▸ EXERCISE DESCRIPTION: In the passage on leishmaniasis diagnosis and treatment, duplicate the text from "Initial PCR techniques" up to and including "diagnostic methods (11).".

▸ EXTRACT:

--*--

Initial PCR techniques required tissue samples, had limited sensitivity and were time consuming. More recently introduced methods detect the highly variable regions of the kinetoplast DNA mini-circles and have improved sensitivity, specificity and speed of diagnosis (10). The nested PCR assay is probably the best noninvasive test for the diagnosis of visceral leishmaniasis, with a sensitivity of 95% in peripheral blood and 100% in bone marrow. Nested PCR has also been useful for monitoring the efficacy of treatment. Post-treatment relapse was identified five months earlier using nested PCR than previous diagnostic methods (11).
Organic salts of pentavalent antimony have been the cornerstone of treatment for all forms of leishmaniasis for more than 60 years. Two major pentavalent antimonials include sodium stibogluconate (Pentostam, GlaxoWellcome, United Kingdom) and meglumine (Glucantime, Rhodia, Brazil) (19). The drugs are given intravenously or intramuscularly and are of equal efficacy when used in equivalent doses. The recommended regimen consists of once-daily injections of the fulldose drug (20 mg/kg) for 30 days. Disadvantages of antimonials include the parenteral mode of administration, the long duration of therapy and adverse reactions including fatigue, myalagias, electrocardiography abnormalities, elevated liver enzymes and chemical pancreatitis. Adjunctive interferon gamma therapy may accelerate or improve the response to antimonial therapy in some difficult cases (20). However, the high cost of interferon gamma precludes its widespread use in the developing world.
Many oral agents have been tested as single or combination therapy of visceral leishmaniasis (21). Ketoconazole, itraconazole, fluconazole, terbinafine and metronidazole were found to be ineffective. Miltefosine blocks the proliferation of Leishmania and alters phospholipid and sterol composition. At 100 mg/day (2.5 mg/kg/day), for 21 to 28 days, it was effective for both untreated and antimony-resistant patients with visceral leishmaniasis (22). Although conventional amphotericin B is an alternative first-line treatment, amphotericin B lipid formulation has a better tolerability and can be used for short-course treatment (23,24). However, there are no reports of large case series of experience with lipid amphotericin B in these patients.

--*--

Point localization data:
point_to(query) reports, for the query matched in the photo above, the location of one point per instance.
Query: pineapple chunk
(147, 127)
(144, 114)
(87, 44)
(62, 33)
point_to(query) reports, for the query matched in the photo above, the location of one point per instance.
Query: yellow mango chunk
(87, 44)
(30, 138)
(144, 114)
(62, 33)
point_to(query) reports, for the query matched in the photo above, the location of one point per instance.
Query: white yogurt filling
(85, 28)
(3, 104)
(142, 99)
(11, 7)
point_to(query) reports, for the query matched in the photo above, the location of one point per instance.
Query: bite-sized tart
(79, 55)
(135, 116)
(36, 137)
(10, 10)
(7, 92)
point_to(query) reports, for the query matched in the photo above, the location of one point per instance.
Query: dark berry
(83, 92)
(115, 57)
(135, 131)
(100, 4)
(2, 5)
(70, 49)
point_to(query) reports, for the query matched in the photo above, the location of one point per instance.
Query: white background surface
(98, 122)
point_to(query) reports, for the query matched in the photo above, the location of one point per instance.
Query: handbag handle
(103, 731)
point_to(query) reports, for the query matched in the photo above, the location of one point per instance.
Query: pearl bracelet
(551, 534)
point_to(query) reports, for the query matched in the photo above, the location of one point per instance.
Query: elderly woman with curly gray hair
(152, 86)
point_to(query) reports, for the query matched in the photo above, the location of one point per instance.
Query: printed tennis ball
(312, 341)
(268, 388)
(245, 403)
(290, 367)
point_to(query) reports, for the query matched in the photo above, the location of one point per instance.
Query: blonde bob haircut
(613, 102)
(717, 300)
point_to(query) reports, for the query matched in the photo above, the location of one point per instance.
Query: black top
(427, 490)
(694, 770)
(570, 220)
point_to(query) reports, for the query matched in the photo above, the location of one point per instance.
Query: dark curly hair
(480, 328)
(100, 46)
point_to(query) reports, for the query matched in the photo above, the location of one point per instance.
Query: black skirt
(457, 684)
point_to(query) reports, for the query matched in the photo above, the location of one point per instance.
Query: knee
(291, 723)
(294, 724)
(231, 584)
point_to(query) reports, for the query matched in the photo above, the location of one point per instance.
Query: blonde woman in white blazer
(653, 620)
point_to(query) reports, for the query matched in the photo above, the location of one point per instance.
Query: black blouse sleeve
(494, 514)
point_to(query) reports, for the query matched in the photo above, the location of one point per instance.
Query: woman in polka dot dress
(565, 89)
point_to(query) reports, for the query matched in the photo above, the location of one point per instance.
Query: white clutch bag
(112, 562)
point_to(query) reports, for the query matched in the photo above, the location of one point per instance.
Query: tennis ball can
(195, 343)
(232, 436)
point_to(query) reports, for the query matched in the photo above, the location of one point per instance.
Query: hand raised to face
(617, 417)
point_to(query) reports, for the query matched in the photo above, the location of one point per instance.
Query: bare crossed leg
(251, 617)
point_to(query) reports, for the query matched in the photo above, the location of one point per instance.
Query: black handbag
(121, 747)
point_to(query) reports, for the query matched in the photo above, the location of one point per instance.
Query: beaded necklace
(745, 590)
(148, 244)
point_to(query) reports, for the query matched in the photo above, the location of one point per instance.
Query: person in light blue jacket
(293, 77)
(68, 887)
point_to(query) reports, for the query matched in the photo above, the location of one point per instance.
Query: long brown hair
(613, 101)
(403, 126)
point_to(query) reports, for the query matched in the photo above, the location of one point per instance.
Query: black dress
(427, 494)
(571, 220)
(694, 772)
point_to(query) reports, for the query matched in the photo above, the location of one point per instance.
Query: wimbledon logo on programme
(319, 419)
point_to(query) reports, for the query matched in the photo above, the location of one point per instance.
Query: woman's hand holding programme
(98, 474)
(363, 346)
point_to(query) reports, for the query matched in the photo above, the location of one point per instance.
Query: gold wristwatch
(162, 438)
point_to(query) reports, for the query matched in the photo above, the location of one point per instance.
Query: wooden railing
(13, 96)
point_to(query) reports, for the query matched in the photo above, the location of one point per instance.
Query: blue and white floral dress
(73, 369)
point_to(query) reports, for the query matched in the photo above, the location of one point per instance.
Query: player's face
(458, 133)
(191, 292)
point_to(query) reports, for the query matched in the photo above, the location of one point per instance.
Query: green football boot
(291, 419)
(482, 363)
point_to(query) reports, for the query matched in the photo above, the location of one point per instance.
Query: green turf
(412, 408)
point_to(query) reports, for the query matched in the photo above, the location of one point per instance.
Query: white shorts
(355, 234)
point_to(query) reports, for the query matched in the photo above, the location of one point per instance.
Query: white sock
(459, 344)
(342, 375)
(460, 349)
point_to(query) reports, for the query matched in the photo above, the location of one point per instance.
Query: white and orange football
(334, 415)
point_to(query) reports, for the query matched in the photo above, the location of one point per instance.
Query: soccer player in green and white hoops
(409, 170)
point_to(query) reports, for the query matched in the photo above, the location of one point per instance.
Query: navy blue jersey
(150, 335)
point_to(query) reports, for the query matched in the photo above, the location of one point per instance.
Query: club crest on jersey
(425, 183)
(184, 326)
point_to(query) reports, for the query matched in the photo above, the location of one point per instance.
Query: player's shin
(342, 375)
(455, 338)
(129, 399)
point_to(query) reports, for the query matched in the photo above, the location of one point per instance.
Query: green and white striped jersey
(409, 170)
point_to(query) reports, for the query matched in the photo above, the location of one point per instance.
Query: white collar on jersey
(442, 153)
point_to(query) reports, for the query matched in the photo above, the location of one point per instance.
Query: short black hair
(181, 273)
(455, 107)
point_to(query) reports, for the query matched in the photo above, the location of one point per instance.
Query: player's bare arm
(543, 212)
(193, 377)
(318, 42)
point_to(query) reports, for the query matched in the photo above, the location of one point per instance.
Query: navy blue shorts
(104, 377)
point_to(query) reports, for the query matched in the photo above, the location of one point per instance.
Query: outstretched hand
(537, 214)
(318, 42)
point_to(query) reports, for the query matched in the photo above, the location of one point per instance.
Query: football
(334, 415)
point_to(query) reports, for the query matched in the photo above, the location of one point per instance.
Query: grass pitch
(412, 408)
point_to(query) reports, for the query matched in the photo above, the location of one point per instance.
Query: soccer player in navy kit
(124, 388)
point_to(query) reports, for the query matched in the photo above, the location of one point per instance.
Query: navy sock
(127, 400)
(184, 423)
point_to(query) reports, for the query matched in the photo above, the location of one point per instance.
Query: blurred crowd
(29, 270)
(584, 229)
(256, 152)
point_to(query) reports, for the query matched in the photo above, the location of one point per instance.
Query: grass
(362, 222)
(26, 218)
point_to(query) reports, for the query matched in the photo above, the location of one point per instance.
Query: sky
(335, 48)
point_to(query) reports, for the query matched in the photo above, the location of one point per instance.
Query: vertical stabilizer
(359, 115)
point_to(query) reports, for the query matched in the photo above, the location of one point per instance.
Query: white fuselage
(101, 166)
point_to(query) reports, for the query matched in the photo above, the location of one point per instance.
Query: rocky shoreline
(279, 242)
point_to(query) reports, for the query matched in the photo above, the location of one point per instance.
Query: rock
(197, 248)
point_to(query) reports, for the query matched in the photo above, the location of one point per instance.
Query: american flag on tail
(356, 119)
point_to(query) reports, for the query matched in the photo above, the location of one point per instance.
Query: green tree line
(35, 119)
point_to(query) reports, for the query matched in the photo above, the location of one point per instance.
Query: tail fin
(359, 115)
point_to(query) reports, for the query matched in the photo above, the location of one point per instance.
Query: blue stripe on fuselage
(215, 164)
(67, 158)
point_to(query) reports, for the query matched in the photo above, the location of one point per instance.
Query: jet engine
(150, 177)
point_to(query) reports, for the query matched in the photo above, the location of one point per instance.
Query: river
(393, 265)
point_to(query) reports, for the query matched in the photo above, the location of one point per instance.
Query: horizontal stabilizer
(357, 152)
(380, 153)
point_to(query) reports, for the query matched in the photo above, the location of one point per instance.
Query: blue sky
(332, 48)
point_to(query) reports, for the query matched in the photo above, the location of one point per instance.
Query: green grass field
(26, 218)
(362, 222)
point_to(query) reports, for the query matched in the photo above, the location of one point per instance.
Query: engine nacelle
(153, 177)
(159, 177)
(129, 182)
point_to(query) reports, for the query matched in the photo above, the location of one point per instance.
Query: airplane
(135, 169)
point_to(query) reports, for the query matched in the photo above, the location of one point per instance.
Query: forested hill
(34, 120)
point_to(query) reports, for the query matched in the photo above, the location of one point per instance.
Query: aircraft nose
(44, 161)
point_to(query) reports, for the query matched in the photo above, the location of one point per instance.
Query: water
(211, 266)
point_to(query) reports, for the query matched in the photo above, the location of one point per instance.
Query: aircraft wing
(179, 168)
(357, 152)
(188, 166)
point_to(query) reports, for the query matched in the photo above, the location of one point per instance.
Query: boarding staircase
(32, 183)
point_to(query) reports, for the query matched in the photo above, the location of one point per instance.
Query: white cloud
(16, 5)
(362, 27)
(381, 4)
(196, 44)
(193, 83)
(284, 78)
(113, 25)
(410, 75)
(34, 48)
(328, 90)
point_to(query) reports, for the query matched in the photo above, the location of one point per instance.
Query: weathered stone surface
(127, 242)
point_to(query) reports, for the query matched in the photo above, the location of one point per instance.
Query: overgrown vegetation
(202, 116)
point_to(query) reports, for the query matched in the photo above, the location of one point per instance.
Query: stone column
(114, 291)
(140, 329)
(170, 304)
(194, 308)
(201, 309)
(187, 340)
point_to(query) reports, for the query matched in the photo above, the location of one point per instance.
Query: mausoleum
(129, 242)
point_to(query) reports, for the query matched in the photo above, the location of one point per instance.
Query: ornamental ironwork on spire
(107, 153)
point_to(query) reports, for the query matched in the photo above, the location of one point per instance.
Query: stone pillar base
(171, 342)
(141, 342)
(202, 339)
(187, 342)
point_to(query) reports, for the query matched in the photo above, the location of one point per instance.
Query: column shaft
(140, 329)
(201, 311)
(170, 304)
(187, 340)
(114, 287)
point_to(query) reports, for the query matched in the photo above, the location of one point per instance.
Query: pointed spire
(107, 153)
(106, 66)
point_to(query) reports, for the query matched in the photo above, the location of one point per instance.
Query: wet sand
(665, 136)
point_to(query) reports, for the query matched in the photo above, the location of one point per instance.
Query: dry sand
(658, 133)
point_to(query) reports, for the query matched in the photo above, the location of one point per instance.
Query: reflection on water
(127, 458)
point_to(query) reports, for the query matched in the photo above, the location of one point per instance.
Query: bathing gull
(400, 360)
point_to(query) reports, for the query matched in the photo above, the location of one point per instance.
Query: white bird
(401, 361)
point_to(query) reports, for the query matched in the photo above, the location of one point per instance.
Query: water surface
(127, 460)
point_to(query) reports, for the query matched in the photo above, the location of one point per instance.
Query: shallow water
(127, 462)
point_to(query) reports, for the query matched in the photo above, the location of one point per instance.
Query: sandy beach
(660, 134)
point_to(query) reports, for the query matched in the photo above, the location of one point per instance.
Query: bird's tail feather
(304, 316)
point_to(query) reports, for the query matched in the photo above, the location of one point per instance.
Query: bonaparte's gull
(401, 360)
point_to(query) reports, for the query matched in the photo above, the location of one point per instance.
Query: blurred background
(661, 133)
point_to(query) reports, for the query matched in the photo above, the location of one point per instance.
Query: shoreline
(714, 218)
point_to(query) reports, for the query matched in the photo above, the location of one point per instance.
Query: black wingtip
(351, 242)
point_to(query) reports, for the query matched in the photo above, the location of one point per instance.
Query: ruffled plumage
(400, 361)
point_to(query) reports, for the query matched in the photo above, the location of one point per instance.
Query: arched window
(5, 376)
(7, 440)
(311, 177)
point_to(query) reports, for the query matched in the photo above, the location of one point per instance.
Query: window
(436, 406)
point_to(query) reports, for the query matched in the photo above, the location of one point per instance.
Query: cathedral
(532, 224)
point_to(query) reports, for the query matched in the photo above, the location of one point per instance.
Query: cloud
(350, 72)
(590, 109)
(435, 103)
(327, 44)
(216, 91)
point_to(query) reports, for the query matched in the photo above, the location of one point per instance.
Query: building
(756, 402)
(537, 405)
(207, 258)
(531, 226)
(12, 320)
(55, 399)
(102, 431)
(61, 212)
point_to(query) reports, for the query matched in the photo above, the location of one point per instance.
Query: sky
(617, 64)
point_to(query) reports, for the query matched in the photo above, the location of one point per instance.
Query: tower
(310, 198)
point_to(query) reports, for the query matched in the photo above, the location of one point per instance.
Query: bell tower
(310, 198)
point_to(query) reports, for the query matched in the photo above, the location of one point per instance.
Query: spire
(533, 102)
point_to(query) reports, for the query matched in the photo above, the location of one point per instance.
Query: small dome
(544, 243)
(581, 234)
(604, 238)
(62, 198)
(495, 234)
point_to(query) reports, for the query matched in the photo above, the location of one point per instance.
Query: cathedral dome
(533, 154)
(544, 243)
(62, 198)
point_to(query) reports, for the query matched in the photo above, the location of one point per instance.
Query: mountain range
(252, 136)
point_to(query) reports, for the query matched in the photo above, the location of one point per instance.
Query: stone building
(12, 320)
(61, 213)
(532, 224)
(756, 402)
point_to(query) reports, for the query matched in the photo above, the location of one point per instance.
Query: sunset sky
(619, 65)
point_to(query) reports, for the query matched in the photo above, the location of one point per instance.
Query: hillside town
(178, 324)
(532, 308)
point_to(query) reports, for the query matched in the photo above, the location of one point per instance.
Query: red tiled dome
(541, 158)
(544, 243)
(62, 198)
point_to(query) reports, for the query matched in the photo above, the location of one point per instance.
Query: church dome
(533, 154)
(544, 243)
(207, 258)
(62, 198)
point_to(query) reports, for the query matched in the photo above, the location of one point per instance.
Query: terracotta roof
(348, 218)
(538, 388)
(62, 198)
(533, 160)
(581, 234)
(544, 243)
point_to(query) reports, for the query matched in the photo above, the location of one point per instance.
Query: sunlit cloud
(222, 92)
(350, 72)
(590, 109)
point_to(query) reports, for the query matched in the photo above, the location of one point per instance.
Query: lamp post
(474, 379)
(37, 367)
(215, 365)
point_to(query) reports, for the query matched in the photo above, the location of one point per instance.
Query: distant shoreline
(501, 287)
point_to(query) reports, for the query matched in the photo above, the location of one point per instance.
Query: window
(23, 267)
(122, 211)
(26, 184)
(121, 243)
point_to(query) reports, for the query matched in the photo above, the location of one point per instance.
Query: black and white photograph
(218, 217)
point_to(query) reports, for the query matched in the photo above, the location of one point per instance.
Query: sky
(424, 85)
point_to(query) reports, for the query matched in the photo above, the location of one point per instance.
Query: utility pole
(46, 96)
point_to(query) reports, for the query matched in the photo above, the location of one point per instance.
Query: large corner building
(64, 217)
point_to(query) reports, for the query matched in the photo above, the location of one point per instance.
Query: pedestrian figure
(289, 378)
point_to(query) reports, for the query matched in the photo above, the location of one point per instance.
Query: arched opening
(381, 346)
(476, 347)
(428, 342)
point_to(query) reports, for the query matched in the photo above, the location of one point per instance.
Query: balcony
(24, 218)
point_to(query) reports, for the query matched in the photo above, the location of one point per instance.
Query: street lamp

--*--

▸ SOLUTION TO THE EXERCISE:
Initial PCR techniques required tissue samples, had limited sensitivity and were time consuming. More recently introduced methods detect the highly variable regions of the kinetoplast DNA mini-circles and have improved sensitivity, specificity and speed of diagnosis (10). The nested PCR assay is probably the best noninvasive test for the diagnosis of visceral leishmaniasis, with a sensitivity of 95% in peripheral blood and 100% in bone marrow. Nested PCR has also been useful for monitoring the efficacy of treatment. Post-treatment relapse was identified five months earlier using nested PCR than previous diagnostic methods (11).